┌──
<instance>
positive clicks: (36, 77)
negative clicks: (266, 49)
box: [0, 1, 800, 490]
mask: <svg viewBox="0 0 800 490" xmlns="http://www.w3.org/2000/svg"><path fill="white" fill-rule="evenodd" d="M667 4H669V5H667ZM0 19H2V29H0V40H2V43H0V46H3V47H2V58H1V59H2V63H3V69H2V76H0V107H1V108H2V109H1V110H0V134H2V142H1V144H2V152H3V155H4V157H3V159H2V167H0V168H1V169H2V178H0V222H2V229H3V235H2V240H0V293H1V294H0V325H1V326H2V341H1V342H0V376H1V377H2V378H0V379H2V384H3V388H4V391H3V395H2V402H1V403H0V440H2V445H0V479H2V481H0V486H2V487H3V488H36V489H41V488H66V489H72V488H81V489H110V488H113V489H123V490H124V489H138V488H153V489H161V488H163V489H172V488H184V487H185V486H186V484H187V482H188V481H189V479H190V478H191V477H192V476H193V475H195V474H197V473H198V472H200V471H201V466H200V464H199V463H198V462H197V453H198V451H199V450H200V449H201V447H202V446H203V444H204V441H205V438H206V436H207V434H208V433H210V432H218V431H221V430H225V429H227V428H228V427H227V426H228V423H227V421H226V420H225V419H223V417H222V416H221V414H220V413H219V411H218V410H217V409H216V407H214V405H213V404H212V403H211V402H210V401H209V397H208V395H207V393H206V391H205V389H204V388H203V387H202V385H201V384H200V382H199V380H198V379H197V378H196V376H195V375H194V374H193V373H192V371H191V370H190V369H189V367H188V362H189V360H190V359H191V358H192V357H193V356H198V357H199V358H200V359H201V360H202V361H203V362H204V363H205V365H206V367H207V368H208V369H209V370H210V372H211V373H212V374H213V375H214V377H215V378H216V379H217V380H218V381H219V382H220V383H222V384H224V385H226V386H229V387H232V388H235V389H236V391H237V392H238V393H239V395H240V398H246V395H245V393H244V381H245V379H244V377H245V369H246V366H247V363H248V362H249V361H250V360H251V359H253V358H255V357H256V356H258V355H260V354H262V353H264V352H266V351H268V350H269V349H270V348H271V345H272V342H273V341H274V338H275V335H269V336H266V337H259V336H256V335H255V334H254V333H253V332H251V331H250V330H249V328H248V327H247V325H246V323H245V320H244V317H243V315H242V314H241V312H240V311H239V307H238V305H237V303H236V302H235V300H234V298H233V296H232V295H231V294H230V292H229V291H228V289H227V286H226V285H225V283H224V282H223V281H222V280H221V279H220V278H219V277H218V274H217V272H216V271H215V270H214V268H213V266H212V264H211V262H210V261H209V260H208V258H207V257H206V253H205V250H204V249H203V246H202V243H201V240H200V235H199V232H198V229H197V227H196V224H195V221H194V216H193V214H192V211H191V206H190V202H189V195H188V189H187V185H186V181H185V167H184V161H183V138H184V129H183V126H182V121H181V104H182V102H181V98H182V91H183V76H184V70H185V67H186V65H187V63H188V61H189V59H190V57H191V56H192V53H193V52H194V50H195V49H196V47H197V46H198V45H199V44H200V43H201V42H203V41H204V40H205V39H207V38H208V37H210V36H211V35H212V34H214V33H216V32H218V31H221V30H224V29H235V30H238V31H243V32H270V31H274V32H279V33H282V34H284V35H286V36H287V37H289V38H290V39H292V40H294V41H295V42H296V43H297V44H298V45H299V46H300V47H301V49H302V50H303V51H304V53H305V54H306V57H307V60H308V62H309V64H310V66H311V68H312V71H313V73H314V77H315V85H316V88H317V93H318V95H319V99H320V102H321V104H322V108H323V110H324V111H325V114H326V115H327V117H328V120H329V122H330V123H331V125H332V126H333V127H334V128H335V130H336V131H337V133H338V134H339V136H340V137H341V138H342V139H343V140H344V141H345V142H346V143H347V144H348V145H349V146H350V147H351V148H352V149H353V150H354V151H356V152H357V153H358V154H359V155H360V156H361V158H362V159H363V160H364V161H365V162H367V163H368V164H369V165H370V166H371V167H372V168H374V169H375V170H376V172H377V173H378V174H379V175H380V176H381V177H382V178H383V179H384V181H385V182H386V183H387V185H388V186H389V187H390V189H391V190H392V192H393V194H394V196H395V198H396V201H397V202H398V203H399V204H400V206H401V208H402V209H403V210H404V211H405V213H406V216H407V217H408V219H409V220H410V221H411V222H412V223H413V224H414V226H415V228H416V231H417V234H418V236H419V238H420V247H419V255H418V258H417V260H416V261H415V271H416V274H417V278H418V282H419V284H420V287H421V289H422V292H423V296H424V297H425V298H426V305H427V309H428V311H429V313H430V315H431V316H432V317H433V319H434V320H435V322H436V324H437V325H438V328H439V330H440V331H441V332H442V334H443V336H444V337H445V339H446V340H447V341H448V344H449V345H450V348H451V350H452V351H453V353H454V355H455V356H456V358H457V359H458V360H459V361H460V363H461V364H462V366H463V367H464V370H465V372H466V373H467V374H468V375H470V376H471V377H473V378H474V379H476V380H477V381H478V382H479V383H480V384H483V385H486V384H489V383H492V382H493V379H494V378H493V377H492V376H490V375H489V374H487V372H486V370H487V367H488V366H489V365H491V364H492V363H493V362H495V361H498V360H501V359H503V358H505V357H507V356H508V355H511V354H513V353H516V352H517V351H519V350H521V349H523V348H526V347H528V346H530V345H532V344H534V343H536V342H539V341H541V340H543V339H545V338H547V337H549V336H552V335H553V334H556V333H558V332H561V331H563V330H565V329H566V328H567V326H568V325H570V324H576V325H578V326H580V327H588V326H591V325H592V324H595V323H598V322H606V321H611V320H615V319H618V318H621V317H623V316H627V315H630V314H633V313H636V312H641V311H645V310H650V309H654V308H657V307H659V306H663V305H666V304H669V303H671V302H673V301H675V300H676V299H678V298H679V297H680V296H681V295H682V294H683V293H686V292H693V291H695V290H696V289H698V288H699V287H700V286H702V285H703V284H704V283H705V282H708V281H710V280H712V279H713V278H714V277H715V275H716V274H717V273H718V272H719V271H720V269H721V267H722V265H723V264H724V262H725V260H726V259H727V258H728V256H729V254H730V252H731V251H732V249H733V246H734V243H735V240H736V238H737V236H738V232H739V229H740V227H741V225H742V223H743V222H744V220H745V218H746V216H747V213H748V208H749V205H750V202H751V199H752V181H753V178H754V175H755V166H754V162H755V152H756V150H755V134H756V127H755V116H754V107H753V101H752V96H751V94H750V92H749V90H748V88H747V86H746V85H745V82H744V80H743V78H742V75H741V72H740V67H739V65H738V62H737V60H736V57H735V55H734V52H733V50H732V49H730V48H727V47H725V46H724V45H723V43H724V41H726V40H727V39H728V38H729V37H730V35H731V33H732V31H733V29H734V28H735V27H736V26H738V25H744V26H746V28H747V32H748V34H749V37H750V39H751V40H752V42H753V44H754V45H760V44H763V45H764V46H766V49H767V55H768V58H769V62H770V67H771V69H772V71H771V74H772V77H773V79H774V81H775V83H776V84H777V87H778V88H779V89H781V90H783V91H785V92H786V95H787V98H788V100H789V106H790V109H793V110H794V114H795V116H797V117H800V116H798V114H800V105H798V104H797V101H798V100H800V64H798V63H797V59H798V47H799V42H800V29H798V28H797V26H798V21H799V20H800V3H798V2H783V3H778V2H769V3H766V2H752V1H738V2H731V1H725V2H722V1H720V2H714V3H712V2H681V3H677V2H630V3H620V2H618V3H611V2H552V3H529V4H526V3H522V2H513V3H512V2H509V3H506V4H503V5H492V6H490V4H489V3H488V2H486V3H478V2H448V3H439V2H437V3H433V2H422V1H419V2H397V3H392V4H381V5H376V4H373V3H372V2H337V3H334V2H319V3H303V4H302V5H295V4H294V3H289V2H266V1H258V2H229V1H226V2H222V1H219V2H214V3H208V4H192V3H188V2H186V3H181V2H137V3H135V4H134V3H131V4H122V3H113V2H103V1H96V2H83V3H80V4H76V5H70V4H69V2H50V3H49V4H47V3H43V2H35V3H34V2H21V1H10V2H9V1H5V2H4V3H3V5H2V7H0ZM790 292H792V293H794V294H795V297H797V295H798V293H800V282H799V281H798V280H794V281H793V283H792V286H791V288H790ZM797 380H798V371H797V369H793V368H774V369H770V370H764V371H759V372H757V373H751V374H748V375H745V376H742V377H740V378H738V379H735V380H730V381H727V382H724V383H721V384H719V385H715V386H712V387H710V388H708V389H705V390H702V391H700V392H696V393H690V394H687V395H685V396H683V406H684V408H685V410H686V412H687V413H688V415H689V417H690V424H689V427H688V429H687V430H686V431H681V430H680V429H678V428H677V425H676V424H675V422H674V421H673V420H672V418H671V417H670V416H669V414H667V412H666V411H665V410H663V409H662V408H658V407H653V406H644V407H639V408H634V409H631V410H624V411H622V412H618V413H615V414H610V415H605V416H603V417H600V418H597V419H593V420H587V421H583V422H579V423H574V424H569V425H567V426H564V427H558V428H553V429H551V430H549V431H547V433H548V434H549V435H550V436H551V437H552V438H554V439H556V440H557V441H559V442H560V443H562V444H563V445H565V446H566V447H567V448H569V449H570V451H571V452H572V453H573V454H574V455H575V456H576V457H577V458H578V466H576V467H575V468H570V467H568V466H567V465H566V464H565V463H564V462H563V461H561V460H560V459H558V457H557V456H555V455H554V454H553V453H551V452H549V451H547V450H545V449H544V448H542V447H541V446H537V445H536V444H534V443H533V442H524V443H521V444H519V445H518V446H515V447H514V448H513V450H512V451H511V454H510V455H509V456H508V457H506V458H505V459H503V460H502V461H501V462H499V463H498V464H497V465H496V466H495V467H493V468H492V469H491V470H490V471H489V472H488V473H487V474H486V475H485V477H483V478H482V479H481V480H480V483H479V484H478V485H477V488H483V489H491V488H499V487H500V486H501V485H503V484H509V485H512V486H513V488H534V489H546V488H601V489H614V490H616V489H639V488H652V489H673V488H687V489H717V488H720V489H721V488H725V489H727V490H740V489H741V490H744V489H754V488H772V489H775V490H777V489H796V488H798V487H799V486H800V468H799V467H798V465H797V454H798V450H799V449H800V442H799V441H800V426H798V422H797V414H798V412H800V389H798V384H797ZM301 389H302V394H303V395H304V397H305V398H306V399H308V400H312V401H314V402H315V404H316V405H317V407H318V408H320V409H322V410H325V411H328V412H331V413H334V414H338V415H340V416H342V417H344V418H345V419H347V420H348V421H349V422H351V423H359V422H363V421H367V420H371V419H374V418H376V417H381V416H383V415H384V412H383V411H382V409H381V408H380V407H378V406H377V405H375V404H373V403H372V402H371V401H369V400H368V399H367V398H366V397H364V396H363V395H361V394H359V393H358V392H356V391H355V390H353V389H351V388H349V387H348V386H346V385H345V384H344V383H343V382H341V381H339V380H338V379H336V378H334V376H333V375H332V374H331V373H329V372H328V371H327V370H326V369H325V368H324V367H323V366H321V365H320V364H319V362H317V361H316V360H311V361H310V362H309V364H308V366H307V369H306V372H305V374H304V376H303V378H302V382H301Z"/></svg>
└──
Can you copy, unchanged, the stretch from the start of the records through the line that contains "box: [0, 1, 800, 490]"?

Reply to the exercise —
<instance>
positive clicks: (36, 77)
negative clicks: (266, 49)
box: [0, 1, 800, 490]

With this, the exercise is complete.